_DATA PROVIDED_:
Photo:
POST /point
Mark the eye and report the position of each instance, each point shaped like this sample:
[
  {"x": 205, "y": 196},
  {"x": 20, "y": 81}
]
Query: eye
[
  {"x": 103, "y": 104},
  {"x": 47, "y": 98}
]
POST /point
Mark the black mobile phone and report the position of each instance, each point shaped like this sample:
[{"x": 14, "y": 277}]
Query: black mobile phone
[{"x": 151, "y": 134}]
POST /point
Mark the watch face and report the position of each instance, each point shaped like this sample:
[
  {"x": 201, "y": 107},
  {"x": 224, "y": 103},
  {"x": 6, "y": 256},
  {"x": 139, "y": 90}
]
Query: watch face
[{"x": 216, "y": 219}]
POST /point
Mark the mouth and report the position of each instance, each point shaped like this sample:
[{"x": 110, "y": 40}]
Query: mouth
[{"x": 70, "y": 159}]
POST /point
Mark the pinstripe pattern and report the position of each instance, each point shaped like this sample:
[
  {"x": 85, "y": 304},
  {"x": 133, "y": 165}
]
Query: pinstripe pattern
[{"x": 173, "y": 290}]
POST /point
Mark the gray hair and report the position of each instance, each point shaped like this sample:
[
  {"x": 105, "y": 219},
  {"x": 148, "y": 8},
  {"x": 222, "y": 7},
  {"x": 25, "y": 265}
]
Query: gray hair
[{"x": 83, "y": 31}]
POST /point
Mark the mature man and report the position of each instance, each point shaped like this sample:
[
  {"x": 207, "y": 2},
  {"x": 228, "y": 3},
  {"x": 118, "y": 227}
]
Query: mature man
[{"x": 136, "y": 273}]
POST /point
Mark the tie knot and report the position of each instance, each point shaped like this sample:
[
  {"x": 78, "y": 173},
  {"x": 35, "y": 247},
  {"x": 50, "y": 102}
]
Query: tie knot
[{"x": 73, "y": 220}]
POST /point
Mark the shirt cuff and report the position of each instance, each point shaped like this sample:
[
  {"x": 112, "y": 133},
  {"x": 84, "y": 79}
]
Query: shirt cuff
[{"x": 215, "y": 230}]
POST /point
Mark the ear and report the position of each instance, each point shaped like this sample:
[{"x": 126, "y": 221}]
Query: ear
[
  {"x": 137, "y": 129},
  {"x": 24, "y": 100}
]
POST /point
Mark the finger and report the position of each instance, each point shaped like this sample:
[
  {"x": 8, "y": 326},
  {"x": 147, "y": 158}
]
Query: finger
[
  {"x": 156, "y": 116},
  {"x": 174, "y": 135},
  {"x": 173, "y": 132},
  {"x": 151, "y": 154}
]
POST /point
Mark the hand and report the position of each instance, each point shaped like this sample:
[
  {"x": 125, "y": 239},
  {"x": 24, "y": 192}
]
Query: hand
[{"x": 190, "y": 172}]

_WHAT IS BEING ASKED_: Write out the records shown above, exactly as they appear.

_WRITTEN REPLY_:
Photo:
POST /point
Mark the eye and report the position of each instance, each point shaped like this sample:
[
  {"x": 205, "y": 196},
  {"x": 20, "y": 81}
]
Query: eye
[
  {"x": 103, "y": 104},
  {"x": 47, "y": 98}
]
POST /point
Mark the black mobile phone and report the position of each instance, each point shaped like this sample:
[{"x": 14, "y": 277}]
Query: black mobile phone
[{"x": 151, "y": 134}]
POST /point
Mark the watch face and report the position of each instance, each point shaped like this sample:
[
  {"x": 201, "y": 107},
  {"x": 224, "y": 103},
  {"x": 6, "y": 256},
  {"x": 139, "y": 90}
]
Query: watch face
[{"x": 216, "y": 219}]
POST /point
Mark the mouth and report the position of each instance, each point shaped like this sample:
[{"x": 110, "y": 40}]
Query: mouth
[{"x": 70, "y": 159}]
POST /point
Mark the pinstripe pattern and report the position of each instance, each point shaped like this sample:
[
  {"x": 85, "y": 304},
  {"x": 133, "y": 165}
]
Query: pinstripe pattern
[{"x": 173, "y": 290}]
POST /point
Mark the gray hair and report the position of each instance, each point shaped like this sample:
[
  {"x": 105, "y": 219},
  {"x": 148, "y": 8},
  {"x": 222, "y": 7},
  {"x": 25, "y": 265}
]
Query: gray hair
[{"x": 83, "y": 31}]
POST /point
Mark the mature man and report the position of each instance, each point shaped like this sample:
[
  {"x": 207, "y": 2},
  {"x": 228, "y": 3},
  {"x": 118, "y": 227}
]
Query: mature man
[{"x": 136, "y": 273}]
POST /point
Mark the tie knot and report the position of each instance, each point shaped like this sample:
[
  {"x": 78, "y": 173},
  {"x": 35, "y": 247},
  {"x": 50, "y": 102}
]
Query: tie knot
[{"x": 73, "y": 220}]
POST /point
Mark the shirt cuff and report the position of each instance, each point shaped like this sample:
[
  {"x": 112, "y": 133},
  {"x": 84, "y": 79}
]
Query: shirt cuff
[{"x": 215, "y": 230}]
POST /point
Mark the ear and report the position of each instance, each point shaped like this sample:
[{"x": 126, "y": 221}]
Query: ear
[
  {"x": 137, "y": 129},
  {"x": 24, "y": 100}
]
POST /point
Mark the finger and report the position of each instance, each point shaped like this sample:
[
  {"x": 8, "y": 326},
  {"x": 147, "y": 158}
]
Query: finger
[
  {"x": 156, "y": 116},
  {"x": 174, "y": 135},
  {"x": 173, "y": 132},
  {"x": 151, "y": 154}
]
POST /point
Mark the hand and report the position of each instance, each point shaped like this sample:
[
  {"x": 125, "y": 239},
  {"x": 24, "y": 192}
]
Query: hand
[{"x": 190, "y": 172}]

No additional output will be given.